Exercise
Count the lines in the rows below that contain the string "tinted", with case significant, and give only that number.

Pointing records
==========
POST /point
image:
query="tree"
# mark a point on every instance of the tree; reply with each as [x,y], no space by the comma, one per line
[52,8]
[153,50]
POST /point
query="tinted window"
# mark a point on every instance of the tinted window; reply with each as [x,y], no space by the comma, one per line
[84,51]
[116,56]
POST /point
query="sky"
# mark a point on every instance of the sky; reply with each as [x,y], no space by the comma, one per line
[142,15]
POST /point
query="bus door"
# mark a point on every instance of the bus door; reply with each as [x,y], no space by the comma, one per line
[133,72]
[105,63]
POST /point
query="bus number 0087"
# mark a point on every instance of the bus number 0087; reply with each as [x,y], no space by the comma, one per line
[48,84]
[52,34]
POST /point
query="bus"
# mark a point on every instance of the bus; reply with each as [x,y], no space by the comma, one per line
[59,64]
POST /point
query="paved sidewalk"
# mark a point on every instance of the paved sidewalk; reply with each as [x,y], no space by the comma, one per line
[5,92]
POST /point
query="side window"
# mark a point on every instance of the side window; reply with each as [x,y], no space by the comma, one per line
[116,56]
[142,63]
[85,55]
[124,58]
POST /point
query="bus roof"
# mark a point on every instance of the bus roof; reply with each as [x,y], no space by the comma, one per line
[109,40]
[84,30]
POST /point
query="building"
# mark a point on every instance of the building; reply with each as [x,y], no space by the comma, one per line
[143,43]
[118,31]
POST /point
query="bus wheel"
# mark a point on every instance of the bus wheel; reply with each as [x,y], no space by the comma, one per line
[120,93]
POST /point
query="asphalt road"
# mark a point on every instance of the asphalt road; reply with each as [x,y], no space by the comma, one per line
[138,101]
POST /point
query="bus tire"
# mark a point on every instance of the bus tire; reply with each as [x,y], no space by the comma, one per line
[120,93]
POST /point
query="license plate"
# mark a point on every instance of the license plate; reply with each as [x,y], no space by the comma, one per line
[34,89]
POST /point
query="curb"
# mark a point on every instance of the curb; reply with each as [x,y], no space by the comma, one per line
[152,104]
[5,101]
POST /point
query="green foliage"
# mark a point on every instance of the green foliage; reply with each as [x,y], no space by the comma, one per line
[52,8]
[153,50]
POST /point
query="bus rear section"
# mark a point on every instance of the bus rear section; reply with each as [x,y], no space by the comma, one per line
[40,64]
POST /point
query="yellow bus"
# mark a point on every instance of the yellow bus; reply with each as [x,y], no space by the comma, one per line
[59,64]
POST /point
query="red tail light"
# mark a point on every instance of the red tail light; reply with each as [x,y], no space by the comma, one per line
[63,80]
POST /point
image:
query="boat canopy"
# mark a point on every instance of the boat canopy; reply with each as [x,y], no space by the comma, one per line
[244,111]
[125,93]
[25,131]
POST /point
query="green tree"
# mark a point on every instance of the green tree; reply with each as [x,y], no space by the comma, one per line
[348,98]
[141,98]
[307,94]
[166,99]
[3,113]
==========
In response
2